### SUPPLIED PASSAGE

The original Zoolander film is one of my guilty pleasures. I’m not normally a fan of these types of American comedies, but I found that the film had some very silly and funny moments which I could get behind. With the sequel out and about, it was time to see whether Zoolander 2 could live up to the moments of its predecessor.
The film opens up with the almost pornographic depiction of the violent death of Justin Bieber. The shots and editing go to great lengths to depict his death in almost fetishistic detail as he’s gunned down on the streets of Rome. Following a quick selfie; Bieber expires and the driving point of the main plot is introduced; attractive celebrities the world over are being assassinated.
At this point we catch up with the protagonists of the first film; Hansel (Owen Wilson) and Zoolander (Ben Stiller) have gone into self-imposed exile after the events of the first film. Following a horrific accident at the “Zoolander Centre for Kids who can’t Read Good and Wanna Learn to do Other Stuff Good too”, Zoolander’s wife dies and Hansel suffers a scar upon his once immaculate face. Alongside this; Zoolander’s son Derek Jr. is taken away by child services. Following a visit by Billy Zane, they’re both convinced individually to reprise their positions in the fashion world as male models in order to attempt a comeback. From there, they become embroiled in a mystery involving the highest level of the fashion industry and a significant number of the world’s celebrities.
The film’s narrative is largely a retread of the last film’s main plot points with the two protagonists bumbling their way through to solving and thwarting the evil scheme of the villains. Along the way, they’ll engage in comedic hijinks with an eclectic cast of celebrities to varying degrees of comedic success. The jokes of individual scenes feel less like cut-away sketches and instead come together in a fairly coherent narrative across the entire film. Nonetheless, there weren’t really any moments which particularly stuck out for me in terms of narrative and it was largely forgettable for me.
Stiller and Wilson do a good turn in their performances of Zoolander and Hansel respectively. My main problem with the original Zoolander was the obnoxious stupidity of the protagonist characters. In this sequel, I feel that this has been lessened and although they’re both still as dense as bricks… they’re not completely incompetent when navigating the world. This might be a side-effect of the fact that the world that they inhabit has in turn become a lot more zany and nonsensical, which allows them to play their jokes a bit straighter. My favourite running joke in the film is that Hansel is in a committed long-term relationship with an orgy group composed of members including a Maori warrior, a chimney sweep, and Kiefer Sutherland… who are all also pregnant. Penelope Cruz puts in a good performance as Melanie Valentina, a member of Interpol’s fashion police, and lands the punchline of a couple of jokes here and there… the lion’s share went to Stiller and Wilson however.

[Dataset lines about object locations]

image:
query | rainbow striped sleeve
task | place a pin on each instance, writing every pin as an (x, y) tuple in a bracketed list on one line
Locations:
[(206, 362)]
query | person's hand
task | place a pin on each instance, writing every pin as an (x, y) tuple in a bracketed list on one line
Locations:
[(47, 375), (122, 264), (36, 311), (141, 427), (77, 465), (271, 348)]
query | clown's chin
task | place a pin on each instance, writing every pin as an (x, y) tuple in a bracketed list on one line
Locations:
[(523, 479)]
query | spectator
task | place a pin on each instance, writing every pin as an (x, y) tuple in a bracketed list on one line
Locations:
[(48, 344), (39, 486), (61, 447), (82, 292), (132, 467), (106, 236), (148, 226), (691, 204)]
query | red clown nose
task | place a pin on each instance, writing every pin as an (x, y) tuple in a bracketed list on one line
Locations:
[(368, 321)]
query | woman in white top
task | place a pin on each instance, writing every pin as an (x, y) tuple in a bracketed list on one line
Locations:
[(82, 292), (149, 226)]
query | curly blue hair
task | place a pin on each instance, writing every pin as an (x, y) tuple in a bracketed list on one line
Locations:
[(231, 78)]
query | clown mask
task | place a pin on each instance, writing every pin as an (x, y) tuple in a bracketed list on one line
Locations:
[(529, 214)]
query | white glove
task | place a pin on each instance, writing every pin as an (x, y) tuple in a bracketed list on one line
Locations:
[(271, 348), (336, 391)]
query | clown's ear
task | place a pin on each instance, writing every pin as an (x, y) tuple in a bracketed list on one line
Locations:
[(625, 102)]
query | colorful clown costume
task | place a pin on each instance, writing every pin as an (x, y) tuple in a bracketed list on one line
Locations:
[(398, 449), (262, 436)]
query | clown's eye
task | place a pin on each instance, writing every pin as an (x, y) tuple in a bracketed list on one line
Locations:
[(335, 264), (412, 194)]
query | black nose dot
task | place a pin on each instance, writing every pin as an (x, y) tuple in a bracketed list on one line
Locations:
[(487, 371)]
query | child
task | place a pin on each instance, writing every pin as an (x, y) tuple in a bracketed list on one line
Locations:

### TASKS TO COMPLETE
[A] Please set down the Zoolander 2 review word for word, starting with "The original Zoolander film" and going on through "are being assassinated.".
[B] Resume the Zoolander 2 review after its last sentence and carry it forward.

### EXPECTED ANSWERS
[A]
The original Zoolander film is one of my guilty pleasures. I’m not normally a fan of these types of American comedies, but I found that the film had some very silly and funny moments which I could get behind. With the sequel out and about, it was time to see whether Zoolander 2 could live up to the moments of its predecessor.
The film opens up with the almost pornographic depiction of the violent death of Justin Bieber. The shots and editing go to great lengths to depict his death in almost fetishistic detail as he’s gunned down on the streets of Rome. Following a quick selfie; Bieber expires and the driving point of the main plot is introduced; attractive celebrities the world over are being assassinated.

[B]
Will Ferrell returns as Jacobim Mugatu, the villain from the original film, and Kristen Wiig as Alexanya Atoz do well as the antagonists. Wiig gives an excellent performance as a heavily botoxed, eccentric, and indeterminately Eastern-European fashion designer. Ferrell brings a more manic and over-the-top Mugatu to match the more over-the-top world that the film presents. Both their performances are strong, but for whatever reason I felt that Ferrell landed more of the gags allotted to him.
Most productions relying on a celebrity supporting cast can be hit and miss when it comes to the cameo appearances. I feel that the jokes each of these celebrities had to play with varied widely in both quality and the respective ability of the performer to hit the punchlines. Overall, in this instance, I felt that there were more hits than misses and there were a couple of cameos which did make me laugh out loud. Although there are a couple of zingers which might bring back a chuckle when remember them… there isn’t anything quite as quotable as some of the dialogue from the original Zoolander.
One cause for concern for me going in was the portrayal of trans individuals as seen by trailers showcasing Benedict Cumberbatch’s role as ‘All’. The trailers paint a rather egregious picture of the interaction between the protagonists and All but I can now report that there was more to that dialogue than was shown to us which very much changed the tone. Unfortunately, trans individuals still become the butt of a joke. If this was a point of concern for you, you’re probably best off to give this film a miss.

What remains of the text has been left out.